[Entries taken from a collection]
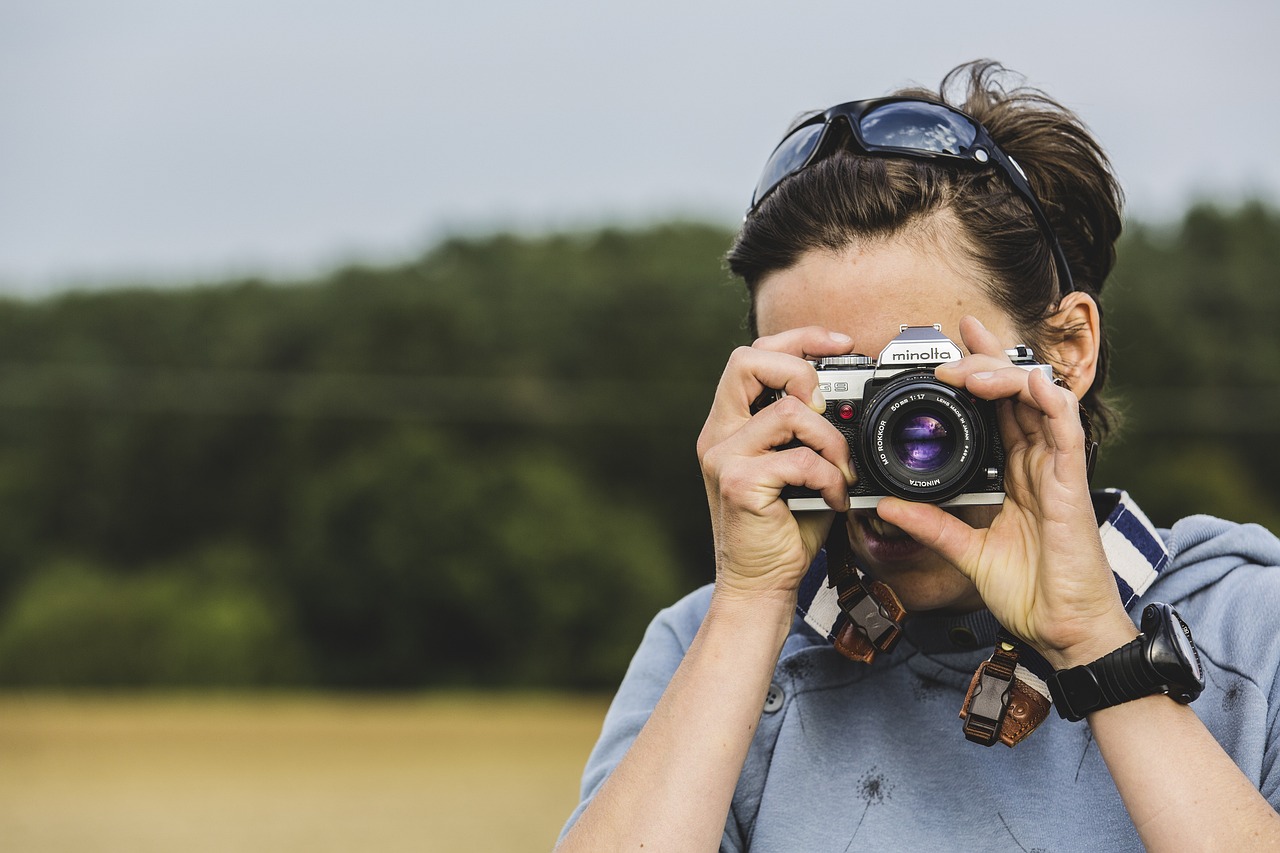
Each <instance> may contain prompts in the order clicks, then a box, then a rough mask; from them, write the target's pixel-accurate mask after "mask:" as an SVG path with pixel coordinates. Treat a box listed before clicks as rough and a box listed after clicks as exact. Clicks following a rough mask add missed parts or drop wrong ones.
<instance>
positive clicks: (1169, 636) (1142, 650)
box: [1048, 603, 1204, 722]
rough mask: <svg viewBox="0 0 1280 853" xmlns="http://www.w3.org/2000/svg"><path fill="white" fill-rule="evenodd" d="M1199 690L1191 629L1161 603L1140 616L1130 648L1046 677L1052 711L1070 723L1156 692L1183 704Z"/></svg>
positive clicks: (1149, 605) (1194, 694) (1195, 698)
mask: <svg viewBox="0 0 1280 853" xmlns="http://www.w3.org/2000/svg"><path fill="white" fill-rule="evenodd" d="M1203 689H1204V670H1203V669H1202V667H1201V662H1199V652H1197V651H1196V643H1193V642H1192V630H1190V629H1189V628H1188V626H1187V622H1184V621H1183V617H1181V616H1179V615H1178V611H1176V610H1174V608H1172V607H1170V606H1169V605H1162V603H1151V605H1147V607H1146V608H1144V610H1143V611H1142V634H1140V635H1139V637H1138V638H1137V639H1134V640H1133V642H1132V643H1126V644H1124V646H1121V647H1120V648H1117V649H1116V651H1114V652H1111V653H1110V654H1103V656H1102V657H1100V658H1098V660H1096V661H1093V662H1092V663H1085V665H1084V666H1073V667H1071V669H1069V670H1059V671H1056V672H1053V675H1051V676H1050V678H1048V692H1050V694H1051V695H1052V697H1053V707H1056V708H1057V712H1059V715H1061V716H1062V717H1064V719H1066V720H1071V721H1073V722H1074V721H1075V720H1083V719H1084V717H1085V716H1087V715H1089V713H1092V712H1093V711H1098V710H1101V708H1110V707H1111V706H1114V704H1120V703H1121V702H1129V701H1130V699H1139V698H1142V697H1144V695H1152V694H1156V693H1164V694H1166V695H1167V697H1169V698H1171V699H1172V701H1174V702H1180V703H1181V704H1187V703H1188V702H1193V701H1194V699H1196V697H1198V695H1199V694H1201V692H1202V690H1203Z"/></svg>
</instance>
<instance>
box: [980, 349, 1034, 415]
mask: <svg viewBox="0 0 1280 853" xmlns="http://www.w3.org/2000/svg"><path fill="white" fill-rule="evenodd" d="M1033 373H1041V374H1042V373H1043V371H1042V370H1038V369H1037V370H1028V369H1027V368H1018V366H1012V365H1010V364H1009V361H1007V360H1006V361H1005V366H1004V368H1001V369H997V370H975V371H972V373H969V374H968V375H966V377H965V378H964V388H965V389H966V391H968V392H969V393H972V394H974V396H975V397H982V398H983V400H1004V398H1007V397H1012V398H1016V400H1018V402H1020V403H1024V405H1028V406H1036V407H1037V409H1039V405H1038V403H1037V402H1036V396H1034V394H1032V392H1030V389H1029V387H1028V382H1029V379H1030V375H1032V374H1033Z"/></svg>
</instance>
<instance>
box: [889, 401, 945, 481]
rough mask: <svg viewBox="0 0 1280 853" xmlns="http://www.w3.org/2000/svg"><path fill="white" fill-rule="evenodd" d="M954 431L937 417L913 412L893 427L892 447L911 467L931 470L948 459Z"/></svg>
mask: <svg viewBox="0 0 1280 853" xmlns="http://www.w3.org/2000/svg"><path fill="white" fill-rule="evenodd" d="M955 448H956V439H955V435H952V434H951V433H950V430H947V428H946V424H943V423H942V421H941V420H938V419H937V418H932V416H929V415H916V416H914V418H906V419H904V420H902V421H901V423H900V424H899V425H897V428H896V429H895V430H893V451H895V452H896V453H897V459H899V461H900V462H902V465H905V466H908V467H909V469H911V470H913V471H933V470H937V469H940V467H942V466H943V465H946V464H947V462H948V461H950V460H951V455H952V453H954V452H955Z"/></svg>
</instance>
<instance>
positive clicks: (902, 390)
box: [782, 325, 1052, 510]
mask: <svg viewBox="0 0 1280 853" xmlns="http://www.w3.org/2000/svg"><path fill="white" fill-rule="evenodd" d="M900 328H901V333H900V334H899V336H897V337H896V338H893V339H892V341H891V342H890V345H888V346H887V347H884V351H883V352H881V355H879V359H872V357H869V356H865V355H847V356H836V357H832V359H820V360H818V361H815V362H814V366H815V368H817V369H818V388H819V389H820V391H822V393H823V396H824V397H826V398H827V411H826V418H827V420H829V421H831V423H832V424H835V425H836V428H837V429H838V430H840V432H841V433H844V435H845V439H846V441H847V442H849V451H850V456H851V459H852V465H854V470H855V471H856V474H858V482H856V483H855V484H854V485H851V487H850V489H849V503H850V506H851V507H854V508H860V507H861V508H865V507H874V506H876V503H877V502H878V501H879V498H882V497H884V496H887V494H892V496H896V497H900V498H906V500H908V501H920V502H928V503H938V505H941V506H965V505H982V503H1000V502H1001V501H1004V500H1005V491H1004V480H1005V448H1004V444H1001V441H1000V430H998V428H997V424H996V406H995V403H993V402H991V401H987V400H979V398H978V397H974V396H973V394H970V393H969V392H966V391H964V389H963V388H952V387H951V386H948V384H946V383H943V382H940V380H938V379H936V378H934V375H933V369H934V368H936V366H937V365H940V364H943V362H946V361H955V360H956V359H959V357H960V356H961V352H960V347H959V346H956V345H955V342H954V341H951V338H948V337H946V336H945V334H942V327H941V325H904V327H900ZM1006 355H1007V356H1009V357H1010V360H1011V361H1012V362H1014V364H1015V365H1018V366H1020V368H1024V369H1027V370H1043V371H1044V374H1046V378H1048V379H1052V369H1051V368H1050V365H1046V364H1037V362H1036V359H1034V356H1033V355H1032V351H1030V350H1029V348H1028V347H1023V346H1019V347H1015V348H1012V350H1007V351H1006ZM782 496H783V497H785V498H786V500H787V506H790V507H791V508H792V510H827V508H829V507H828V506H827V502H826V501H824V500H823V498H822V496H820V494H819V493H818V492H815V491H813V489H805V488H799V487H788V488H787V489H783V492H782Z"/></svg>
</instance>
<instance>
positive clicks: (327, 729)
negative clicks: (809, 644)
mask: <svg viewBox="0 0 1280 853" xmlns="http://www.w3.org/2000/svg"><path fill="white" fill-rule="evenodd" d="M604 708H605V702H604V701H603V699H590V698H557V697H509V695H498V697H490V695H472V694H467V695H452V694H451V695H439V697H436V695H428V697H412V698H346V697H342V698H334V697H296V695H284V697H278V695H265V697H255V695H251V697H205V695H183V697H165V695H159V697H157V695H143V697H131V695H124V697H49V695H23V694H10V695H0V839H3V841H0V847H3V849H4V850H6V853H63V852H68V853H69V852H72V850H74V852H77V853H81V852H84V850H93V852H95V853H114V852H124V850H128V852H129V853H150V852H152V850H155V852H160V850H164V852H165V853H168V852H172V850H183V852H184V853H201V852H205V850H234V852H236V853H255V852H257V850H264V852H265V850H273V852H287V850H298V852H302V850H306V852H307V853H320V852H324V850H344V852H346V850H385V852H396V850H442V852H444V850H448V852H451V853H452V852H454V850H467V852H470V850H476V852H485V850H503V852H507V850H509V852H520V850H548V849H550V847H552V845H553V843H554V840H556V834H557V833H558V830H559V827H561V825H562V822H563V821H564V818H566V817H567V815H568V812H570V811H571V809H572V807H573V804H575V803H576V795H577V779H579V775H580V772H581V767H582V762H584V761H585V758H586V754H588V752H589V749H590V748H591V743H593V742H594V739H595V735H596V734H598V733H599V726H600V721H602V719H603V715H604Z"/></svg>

--

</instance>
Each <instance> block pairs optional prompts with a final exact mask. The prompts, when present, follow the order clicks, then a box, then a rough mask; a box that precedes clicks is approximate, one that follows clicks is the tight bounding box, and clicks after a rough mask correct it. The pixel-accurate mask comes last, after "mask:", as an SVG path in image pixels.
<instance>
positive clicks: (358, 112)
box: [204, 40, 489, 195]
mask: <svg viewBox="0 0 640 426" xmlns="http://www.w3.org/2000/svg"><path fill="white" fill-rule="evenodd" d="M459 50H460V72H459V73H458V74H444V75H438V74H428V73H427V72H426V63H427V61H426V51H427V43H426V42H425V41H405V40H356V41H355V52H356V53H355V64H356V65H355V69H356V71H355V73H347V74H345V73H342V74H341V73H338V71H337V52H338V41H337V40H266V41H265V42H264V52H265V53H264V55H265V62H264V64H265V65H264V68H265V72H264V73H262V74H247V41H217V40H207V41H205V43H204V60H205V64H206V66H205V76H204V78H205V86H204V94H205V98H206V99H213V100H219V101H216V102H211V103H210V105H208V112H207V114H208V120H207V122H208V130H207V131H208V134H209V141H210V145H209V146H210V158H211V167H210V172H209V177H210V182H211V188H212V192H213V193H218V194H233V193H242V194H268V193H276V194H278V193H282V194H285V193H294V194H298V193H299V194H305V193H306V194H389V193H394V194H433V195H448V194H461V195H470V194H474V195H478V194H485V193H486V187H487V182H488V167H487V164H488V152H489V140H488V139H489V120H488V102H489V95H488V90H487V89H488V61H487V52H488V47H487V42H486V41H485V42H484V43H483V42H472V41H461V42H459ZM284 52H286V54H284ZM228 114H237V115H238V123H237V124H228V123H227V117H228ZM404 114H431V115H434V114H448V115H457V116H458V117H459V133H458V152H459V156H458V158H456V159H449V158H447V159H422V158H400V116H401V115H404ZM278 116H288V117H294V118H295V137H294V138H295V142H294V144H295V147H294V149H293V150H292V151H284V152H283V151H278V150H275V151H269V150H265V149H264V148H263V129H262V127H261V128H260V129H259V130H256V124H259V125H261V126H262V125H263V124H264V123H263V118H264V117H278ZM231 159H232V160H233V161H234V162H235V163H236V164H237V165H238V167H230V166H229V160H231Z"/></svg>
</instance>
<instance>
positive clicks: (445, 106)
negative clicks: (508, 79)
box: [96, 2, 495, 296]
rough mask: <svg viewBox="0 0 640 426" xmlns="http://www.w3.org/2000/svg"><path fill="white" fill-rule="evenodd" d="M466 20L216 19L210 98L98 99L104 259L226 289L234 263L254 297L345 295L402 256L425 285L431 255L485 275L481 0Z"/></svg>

What the exercise asks →
Take the entries above and return only the lines from the one with "Each <instance> may" to the one with "690L1191 629L1161 603L1140", both included, unchanged.

Task solution →
Each <instance> may contain prompts in the order clicks, then a box, then a rough mask; from them, write the target's pixel-accurate mask after "mask:" as an SVG path with pixel coordinates. Treat a box listed before clicks as rough and a box listed after clicks as exact. Clicks following a rough mask add missed parts or drop wrong ones.
<instance>
positive clicks: (1169, 636) (1142, 650)
box: [1048, 603, 1204, 722]
rough mask: <svg viewBox="0 0 1280 853" xmlns="http://www.w3.org/2000/svg"><path fill="white" fill-rule="evenodd" d="M1199 690L1191 629L1161 603L1140 616L1130 648L1046 677L1052 711L1070 723L1156 692L1183 704Z"/></svg>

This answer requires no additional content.